# Actions to take:
• A. Pull out every line of the listing below that contains the word "point".
• B. Carry the property company's half-year report further, writing on from its last sentence.

# Document segment:
<<<<
Ediston Properties Limited (Investment Manager)

Danny O'Neill

Calum Bruce

0131 225 5599

 

Canaccord Genuity Limited                   

Will Barnett                              

David Yovichic 

020 7523 8000

 

Kaso Legg Communications                                                                             

Ben Robinson

Stephanie Ross

 

 

0203 137 7821

0203 137 7784

Maitland Administration Services (Scotland) Limited (Company Secretary)

Joanne Vas

Colin Murphy

 

 

0131 550 3756

0131 550 3766

 

 

Chairman's Statement

 

A focus on income

 

INTRODUCTION

The first half of this financial year has seen the completion of a number of important asset management initiatives. These made a positive contribution to the income line and helped maintain the EPRA vacancy rate at a modest 3.1%. They also provided support for the Company's Net Asset Value (NAV) during a period when investment values have been under pressure from the significant negative shift in sentiment towards the retail sector. Dividends were comfortably covered at 117.5%.

 

Nevertheless, it has been a difficult six months with the Company's NAV declining by 2.7% and the share price falling from 109.0 pence to 103.5 pence at the period end.

 

INVESTMENT AND SHARE PRICE PERFORMANCE

The Company's investment portfolio was valued at £328.8 million at 31 March 2019 (30 September 2018: £333.9 million). The reduction in value reflects the more challenging environment in which the Company now operates and the extremely negative sentiment across the entire retail sector, from which the Company was not immune.

 

An increase in Land and Buildings Transaction Tax (LBTT) on Scottish properties, the impact of gearing and capital expenditure of £1.6 million (to improve assets and facilitate lettings) contributed to the decline in NAV, as did negative valuation movements on some of the assets in the portfolio.

 

Over the period, the EPRA NAV per share fell from 115.3 pence to 112.2 pence, a decrease of 2.7%. The NAV total return for the period was -0.2%.
>>>>
# Dataset extract:
<<<<
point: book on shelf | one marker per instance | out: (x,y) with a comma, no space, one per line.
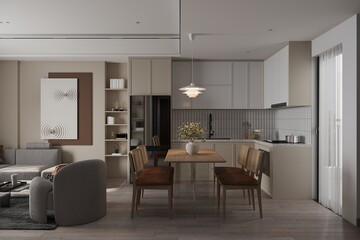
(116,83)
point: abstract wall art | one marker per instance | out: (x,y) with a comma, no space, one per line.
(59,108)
>>>>
<<<<
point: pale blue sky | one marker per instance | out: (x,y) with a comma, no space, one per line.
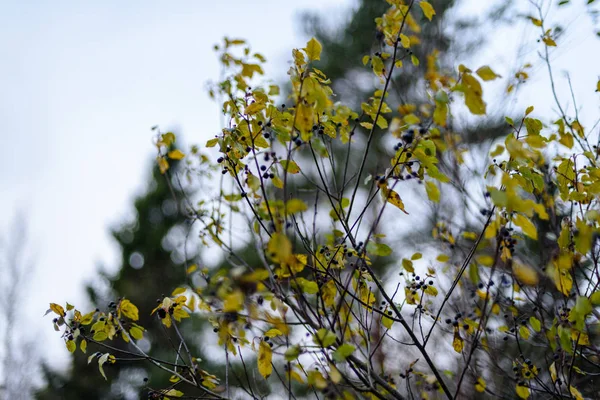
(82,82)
>>>>
# Results:
• A.
point: book on shelf | one marker per instance | out: (x,y) with a comma, no space, one per line.
point: abstract wall art | one marker per instance | out: (x,y) with a comma, no space, one per line.
point: pale blue sky | one marker per instance | out: (x,y) with a comma, no space, one per line.

• B.
The Company is not benchmark correlated but it is worth noting that over the six months to the period end, the retail warehouse subsector of the MSCI UK Quarterly Property Index has fallen 6.9% on a capital basis.

 

The share price capital return was -5.0% and the average discount over the period was 9.4%, having increased from a discount of 0.6% for the same period last year. Taking into account dividends paid in the period, the total return per share based on NAV movement was -0.2%. The total return on a share price basis was -2.4%.

 

INVESTMENT STRATEGY

The conviction call made by the Investment Manager 18 months ago to significantly increase the retail warehouse content of the portfolio was based on a belief that there was fundamental value in the sector relative to other parts of the market, as well as the ability to exploit mispricing within the sector itself. The Board remains very supportive of this strategy and is willing to consider reinforcing the position if suitable opportunities arise.

 

The sector knowledge and expertise of the Investment Manager, which has driven the asset management activity in the first half of the year, provides the Board with considerable confidence behind this strategy. Retailing is going through a major restructure but is not ending as an economic activity. The winning retailers want to be located on well managed retail parks that provide efficient retail space let off affordable rents. Unlike town centres and shopping centres this space is not over-supplied and failed retailers are capable of being replaced, as demonstrated by our recent successes.

 

No sales or acquisitions were undertaken during the period, but the portfolio composition is reviewed at regular intervals. There may be some transactional activity undertaken in the second half of the year, where appropriate.

 

PORTFOLIO ACTIVITY

Leasing activity in the period has taken place at Sunderland, Barnsley, Prestatyn and Hull. In addition, good progress has been made at Gateside, Haddington where a planning application has been submitted for a four-unit retail scheme, 'drive-thru' restaurant and a petrol filling station. The majority of the accommodation is under offer and the expectation is the development will start in the autumn for completion in summer 2020. The asset management activity is discussed in more detail within the Investment Manager's Review.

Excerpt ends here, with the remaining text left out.